Exercise brief –
Restate word for word the line containing "mark a point on the colonial" and each line that follows it, through the last line below, and nothing else.
── Provided material
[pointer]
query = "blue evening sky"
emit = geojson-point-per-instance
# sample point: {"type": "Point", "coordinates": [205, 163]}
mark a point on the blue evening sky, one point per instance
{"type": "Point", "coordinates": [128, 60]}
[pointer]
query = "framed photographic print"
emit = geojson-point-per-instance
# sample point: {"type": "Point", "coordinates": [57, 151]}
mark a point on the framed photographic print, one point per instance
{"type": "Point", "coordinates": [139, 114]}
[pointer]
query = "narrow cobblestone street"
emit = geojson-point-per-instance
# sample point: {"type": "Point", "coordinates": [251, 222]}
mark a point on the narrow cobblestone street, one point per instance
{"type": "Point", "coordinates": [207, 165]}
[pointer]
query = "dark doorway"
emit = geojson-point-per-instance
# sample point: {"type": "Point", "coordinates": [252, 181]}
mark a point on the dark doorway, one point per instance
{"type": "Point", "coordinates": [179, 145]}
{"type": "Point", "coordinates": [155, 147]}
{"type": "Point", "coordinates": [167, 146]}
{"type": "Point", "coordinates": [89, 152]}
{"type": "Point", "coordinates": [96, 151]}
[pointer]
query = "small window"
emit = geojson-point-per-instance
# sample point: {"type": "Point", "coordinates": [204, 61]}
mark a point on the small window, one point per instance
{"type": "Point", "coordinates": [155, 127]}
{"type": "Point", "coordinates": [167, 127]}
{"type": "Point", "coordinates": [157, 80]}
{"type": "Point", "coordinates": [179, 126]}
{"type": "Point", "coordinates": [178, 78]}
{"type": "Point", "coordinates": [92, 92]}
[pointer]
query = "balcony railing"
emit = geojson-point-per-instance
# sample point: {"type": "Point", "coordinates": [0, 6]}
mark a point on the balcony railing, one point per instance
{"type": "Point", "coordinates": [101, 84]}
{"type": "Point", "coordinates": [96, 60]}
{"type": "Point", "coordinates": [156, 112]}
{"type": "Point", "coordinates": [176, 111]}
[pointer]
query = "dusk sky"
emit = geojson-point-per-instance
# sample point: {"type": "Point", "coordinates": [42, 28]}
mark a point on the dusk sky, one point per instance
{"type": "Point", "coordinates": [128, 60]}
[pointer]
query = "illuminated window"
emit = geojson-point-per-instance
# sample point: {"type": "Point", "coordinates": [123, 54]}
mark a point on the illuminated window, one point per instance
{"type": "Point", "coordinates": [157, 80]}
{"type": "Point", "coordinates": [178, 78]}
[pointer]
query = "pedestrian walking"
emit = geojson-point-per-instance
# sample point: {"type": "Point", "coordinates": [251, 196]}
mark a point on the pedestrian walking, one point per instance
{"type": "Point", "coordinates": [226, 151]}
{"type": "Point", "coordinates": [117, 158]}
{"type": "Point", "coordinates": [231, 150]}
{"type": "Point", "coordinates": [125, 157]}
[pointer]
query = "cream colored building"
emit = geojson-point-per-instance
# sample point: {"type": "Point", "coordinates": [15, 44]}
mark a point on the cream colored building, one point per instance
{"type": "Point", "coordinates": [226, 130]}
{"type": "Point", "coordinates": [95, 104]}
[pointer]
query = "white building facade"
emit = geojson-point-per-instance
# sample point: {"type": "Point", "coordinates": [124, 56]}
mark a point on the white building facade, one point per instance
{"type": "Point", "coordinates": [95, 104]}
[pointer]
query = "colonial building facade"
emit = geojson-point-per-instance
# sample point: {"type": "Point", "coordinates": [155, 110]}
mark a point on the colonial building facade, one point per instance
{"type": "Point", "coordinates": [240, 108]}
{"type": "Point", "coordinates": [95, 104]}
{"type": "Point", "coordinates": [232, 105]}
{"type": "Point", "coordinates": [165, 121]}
────
Answer space –
mark a point on the colonial building facade, one point per instance
{"type": "Point", "coordinates": [240, 108]}
{"type": "Point", "coordinates": [95, 104]}
{"type": "Point", "coordinates": [232, 105]}
{"type": "Point", "coordinates": [165, 121]}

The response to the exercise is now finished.